Extracted text
>>>
# Practicing pops ollies and nollies



## XxGoGirlxX (Jan 15, 2016)

HELLOOOOOO SBF! 

Long time no forum! We've been great SUPER busy I'm now a full time "teacher" on top of everything else of my own homeschool and it's awesome but not much time for web surfing! 

Yesterday on the slopes with the family on the greens & blues my husband says I am "riding like a grasshopper" :grin: I'm popping nollie-ing and ollie-ing all the way down the slope for one run anyway. 

I find a couple of times when I tried a big pop style hop (standing still on a flat) just seeing what it feels like to get my knees as far up as I can / lift the board I landed flat-footed and pretty hard... It's not the same as doing it while moving of course... 

I'm getting a bit braver with the nollie while going slow anyway on minimal slope, 

I'm doing ok with ollie (I think, but I can't see myself) 

Pop I always feel like I plant my feet VERY hard and flat on landing without any shock absorption, 

Any insights or progression advice on making a fluid landing or for challenging myself here?

XOXOXO GO GIRL :x:x


----------



## jae (Nov 27, 2015)

while you can probably ollie/nollie/pop better than me, it sounds like you need to bend your knees while landing.


----------



## freshy (Nov 18, 2009)

Without seeing you I would say after you pop you are doing the right thing with bringing your knees up, the trick is to time it and extend those legs while still keeping the knees slightly bent so when you land they can bend again to absorb the shock.

If you pop off a jump and are going to land on the flats from a height I would say to try landing on your tail first so your board also helps with absorption.
<<<
Supplied records
>>>
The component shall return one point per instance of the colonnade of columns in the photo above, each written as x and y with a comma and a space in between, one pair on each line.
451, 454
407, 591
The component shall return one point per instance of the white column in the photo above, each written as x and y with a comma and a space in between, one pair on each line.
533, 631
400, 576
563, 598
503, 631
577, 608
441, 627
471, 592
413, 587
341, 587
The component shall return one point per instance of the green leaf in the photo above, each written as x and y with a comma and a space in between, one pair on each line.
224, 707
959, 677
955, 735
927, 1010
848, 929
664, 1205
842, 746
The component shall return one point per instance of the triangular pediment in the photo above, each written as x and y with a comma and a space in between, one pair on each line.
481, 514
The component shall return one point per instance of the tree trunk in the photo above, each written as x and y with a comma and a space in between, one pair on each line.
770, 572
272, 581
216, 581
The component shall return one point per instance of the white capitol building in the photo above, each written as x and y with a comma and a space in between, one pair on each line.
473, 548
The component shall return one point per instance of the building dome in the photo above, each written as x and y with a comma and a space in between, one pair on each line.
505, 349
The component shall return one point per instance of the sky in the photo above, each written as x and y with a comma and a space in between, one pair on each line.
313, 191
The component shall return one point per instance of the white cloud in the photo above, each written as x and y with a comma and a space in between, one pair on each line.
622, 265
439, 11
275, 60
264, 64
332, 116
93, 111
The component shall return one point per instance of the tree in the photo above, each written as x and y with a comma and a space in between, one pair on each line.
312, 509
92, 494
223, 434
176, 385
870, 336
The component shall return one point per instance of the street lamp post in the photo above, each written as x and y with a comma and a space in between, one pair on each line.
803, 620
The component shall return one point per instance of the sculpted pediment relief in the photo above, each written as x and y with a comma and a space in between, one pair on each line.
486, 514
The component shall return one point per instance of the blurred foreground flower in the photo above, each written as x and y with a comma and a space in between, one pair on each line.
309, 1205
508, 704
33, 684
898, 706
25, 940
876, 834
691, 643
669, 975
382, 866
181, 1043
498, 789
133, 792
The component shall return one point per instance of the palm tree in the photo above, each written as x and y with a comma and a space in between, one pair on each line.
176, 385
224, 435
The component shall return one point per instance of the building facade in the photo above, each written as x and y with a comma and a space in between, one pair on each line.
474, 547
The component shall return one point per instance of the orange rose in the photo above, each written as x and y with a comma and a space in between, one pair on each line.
<<<
Task brief
Give each username that heads a post in the forum thread on practicing pops, ollies and nollies.

Final result
XxGoGirlxX, jae, freshy